» **Text section**
Content starts
The answer is complex but critical to the success of the world-wide campaign against global warming. During the next two weeks, representatives from every government in the world will be meeting in Copenhagen to try and agree how to reduce their countries’ carbon emissions and by how much. Whether or not they reach a binding agreement, it is too soon to say. But if the planet is to be saved from catastrophe, they will have to reach a binding agreement very soon.
It would be great to think that reaching an agreement solves the problem. It will help, but politicians promises, however well meant, are not always delivered in the way we might hope. Nor is it always easy to decide exactly how they will be delivered – international treaties are complex and usually can be interpreted in many ways. The key word is ‘binding’ and this is the first reason we need an ICE. Without some way to ensure that the agreement reached is binding, there is a real danger that promises will evaporate into thin air.
But before it gets to enforcing the treaty, the first job of the ICE will be to interpret it and make sure that each and every country understands its responsibilities. Sometimes, this is not so easy. For example, if a British company makes a part for a car in China and then pays a Korean company to ship it to Japan where it is put into a car that it then sold to Brazil or the United States, on whose bill should the carbon used be put – the UK, China, Korea, Japan, Brazil or the US ? This may seem a small point but it will be huge when countries are asked to take liability for their carbon. Then again, if a country promises to take action but simply doesn’t deliver, to whom can other countries, companies or campaigners take the case to make then meet their obligations?
Without a global agreement, based on international law, agreements may not be honoured and the planet, or more critically, the people and other species who live on it, will remain in acute and increasing danger.
But there is another equally important and urgent need for an ICE. In a globalised world, decisions made in one country or by one company can impact, sometimes fatally, upon a community elsewhere. 25 years ago this week, an American company – Union Carbide – allowed a leak of toxic poisons to kill and bring long-term sickness to tens of thousands of people in India. Still today, children are born with the appalling deformities caused by the chemical leak. After a long fight, the people of Bhopal received some compensation in a settlement but it was hopelessly inadequate.
Still today, companies are dumping potentially hazardous waste in poor countries affecting communities who have no power to fight back. This year, a Dutch company paid $197 million dollars compensation to the Ivory Coast because it had been responsible for the dumping of toxic waste which killed 10 people and injured hundreds. But other communities do not have the power to fight back.
The ICE would enable communities, campaigning organisations and individuals, as well as countries, to seek environmental justice.
People ask why these cases cannot be brought before the International Court of Justice or the International Criminal Court. Firstly, environmental law is very specialised and does not fall within the remit of the International Criminal Court and secondly, the International Court of Justice is only open to complaints from States, not from communities or ordinary people who have suffered. Neither are these courts able to interpret and rule on environmental law, which is increasingly necessary.
So lawyers and environmentalists throughout the world have launched a campaign for an ICE that can take decisions to help save our world. There is little time left and we must all act together and follow the same rules.
It took ten years for the campaign for an International Criminal Court to achieve its objective of bringing those practicing genocide to Court. The campaign for the ICE must be even more successful if we are to save our planet and all the species which live on it, including our own.
Content ends
Dataset records
Content starts
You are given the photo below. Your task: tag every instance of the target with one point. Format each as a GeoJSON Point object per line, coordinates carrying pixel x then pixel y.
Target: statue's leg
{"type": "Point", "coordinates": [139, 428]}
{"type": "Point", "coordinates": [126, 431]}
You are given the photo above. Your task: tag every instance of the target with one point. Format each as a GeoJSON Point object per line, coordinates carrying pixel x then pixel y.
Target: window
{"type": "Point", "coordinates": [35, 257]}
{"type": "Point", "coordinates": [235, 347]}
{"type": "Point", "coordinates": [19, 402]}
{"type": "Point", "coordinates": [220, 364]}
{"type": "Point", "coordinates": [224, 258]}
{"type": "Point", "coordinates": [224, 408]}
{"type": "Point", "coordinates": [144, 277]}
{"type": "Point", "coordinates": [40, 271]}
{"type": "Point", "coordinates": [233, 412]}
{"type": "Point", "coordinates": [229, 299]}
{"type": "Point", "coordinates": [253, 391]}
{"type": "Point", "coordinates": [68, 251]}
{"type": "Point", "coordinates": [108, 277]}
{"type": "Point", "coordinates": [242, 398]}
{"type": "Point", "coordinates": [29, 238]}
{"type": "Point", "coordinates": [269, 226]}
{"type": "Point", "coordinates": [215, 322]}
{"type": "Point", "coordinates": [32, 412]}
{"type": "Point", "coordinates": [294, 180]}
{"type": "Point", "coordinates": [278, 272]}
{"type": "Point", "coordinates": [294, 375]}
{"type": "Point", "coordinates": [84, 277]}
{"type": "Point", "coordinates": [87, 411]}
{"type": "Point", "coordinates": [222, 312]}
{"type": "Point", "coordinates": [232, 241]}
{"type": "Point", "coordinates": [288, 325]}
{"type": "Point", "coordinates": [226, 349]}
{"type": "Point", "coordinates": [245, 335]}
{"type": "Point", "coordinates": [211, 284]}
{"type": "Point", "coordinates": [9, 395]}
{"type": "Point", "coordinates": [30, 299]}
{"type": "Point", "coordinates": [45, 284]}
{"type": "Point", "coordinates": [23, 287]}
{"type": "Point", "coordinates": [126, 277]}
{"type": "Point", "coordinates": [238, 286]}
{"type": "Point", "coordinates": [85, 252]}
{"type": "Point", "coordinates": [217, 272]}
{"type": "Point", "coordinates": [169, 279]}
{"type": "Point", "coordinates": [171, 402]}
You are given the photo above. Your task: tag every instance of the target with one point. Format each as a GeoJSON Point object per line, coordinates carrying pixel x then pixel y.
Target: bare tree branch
Content ends
» **Instructions for the task**
In the text on the campaign for an ICE, how much compensation did a Dutch company pay to the Ivory Coast this year? The records have no connection to the text.

» **Response area**
$197 million.